╭──
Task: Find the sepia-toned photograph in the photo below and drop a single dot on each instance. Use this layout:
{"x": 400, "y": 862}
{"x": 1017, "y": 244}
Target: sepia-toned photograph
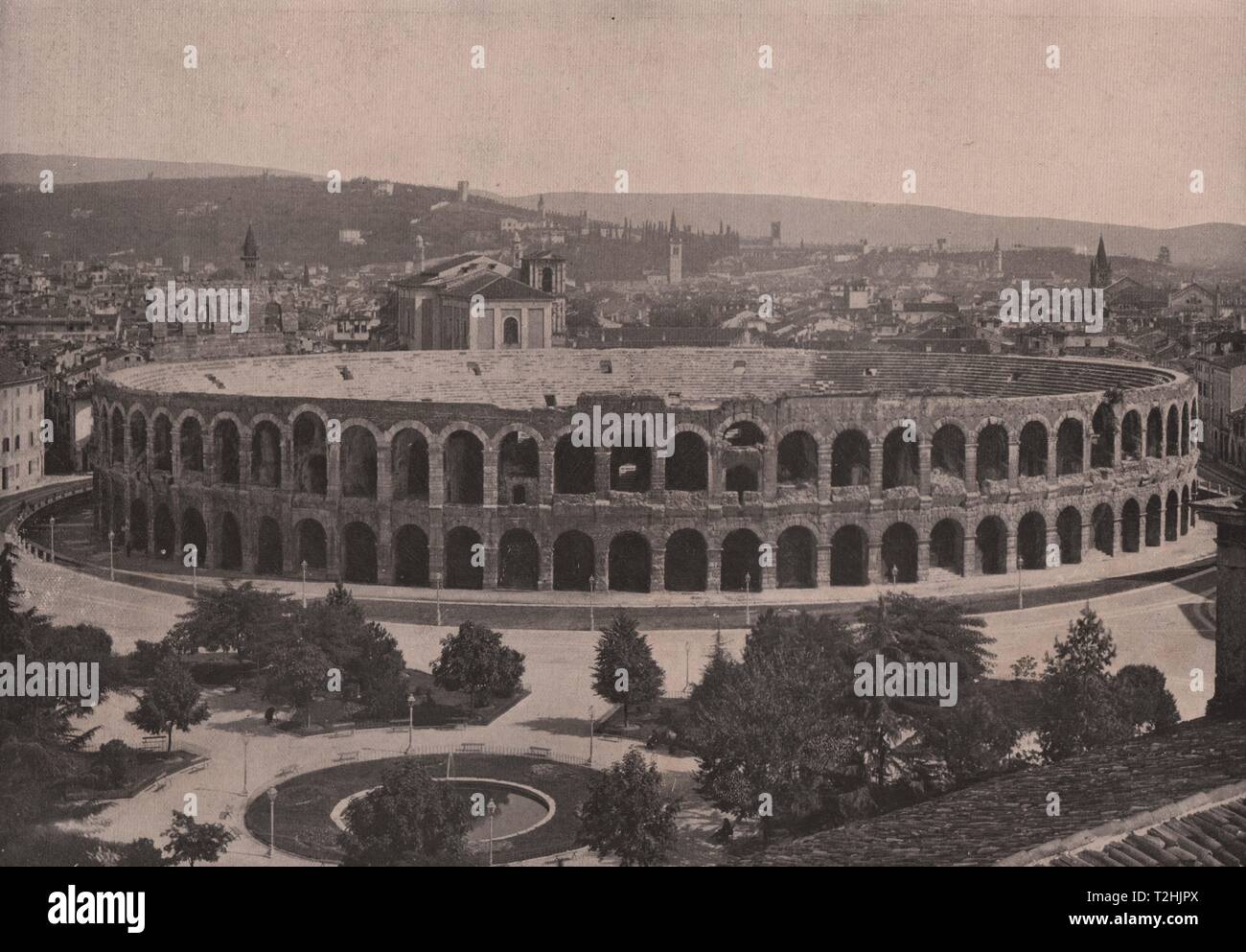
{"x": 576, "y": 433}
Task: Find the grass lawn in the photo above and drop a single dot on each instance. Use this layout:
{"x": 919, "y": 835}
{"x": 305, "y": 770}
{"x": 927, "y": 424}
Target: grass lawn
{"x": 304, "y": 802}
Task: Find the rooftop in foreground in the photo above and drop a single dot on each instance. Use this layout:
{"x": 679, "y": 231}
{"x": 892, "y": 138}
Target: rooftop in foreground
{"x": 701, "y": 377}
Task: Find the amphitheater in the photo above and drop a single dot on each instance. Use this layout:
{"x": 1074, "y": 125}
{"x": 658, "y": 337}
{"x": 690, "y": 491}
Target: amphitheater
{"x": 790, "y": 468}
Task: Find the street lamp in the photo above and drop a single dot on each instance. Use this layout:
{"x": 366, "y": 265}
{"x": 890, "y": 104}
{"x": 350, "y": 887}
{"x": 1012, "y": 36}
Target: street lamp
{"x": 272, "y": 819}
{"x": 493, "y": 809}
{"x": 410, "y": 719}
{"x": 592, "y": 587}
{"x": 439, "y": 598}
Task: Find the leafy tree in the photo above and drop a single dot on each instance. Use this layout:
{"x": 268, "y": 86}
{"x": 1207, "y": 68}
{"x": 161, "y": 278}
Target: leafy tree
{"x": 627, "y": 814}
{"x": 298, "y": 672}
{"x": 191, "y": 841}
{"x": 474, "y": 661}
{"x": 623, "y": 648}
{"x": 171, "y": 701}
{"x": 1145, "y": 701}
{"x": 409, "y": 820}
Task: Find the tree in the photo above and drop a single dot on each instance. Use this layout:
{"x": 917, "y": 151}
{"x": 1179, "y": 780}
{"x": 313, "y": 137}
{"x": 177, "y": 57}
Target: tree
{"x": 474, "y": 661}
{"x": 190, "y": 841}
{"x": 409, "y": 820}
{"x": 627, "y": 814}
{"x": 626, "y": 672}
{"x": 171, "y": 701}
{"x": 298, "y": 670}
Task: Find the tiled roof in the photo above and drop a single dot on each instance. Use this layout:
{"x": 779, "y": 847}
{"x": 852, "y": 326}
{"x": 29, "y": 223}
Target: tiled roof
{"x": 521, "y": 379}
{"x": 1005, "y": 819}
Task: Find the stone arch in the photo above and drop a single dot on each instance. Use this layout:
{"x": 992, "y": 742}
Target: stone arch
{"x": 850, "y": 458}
╰──
* [WORK INSTRUCTION]: Give back every entry in its exact wording, leaving the pictures out.

* [ANSWER TO THE PROBLEM]:
Task: Find the sepia-toned photograph in the photo below and drop a single dot on each instance. Use this layout:
{"x": 400, "y": 862}
{"x": 1017, "y": 244}
Target: sepia-toned photograph
{"x": 576, "y": 433}
Task: Find the grass lawn in the photo above and drop a single dot on each instance. Use this layout:
{"x": 919, "y": 835}
{"x": 305, "y": 770}
{"x": 927, "y": 424}
Target: grass lawn
{"x": 304, "y": 802}
Task: Find the rooftop in foreground in the photo above and drop a single dot on each instance. Use this layout:
{"x": 679, "y": 231}
{"x": 892, "y": 138}
Target: rooftop in foreground
{"x": 701, "y": 377}
Task: Find the amphitheater in the photo above and drop a single dot on each instance. Use this layout:
{"x": 1074, "y": 125}
{"x": 658, "y": 337}
{"x": 690, "y": 491}
Target: amphitheater
{"x": 790, "y": 468}
Task: Find the street lamp in the photo above and drop a single dot on each instance. Use this layout:
{"x": 366, "y": 265}
{"x": 890, "y": 104}
{"x": 350, "y": 887}
{"x": 1012, "y": 36}
Target: street lamp
{"x": 272, "y": 819}
{"x": 493, "y": 809}
{"x": 410, "y": 719}
{"x": 592, "y": 587}
{"x": 439, "y": 598}
Task: Find the leafy tree in the photo above and drop a single dot on each instance. Use this layout:
{"x": 268, "y": 86}
{"x": 1207, "y": 68}
{"x": 161, "y": 278}
Target: leafy tree
{"x": 627, "y": 814}
{"x": 298, "y": 672}
{"x": 191, "y": 841}
{"x": 474, "y": 661}
{"x": 623, "y": 648}
{"x": 171, "y": 701}
{"x": 1145, "y": 701}
{"x": 409, "y": 820}
Task: Find the tree in the photo above and drop a single dot on each instance. Use this layout:
{"x": 917, "y": 151}
{"x": 1179, "y": 780}
{"x": 313, "y": 137}
{"x": 177, "y": 57}
Target: tree
{"x": 474, "y": 661}
{"x": 190, "y": 841}
{"x": 409, "y": 820}
{"x": 627, "y": 814}
{"x": 626, "y": 672}
{"x": 171, "y": 701}
{"x": 298, "y": 670}
Task: Find the tiled roof in the photo above and drop a single dot on each instance. Use this layout:
{"x": 779, "y": 847}
{"x": 852, "y": 326}
{"x": 29, "y": 223}
Target: tiled roof
{"x": 521, "y": 379}
{"x": 1005, "y": 819}
Task: Find the stone arch in the photo above and drop a single dot on each instance. Use this layout:
{"x": 992, "y": 742}
Target: stone arch
{"x": 850, "y": 458}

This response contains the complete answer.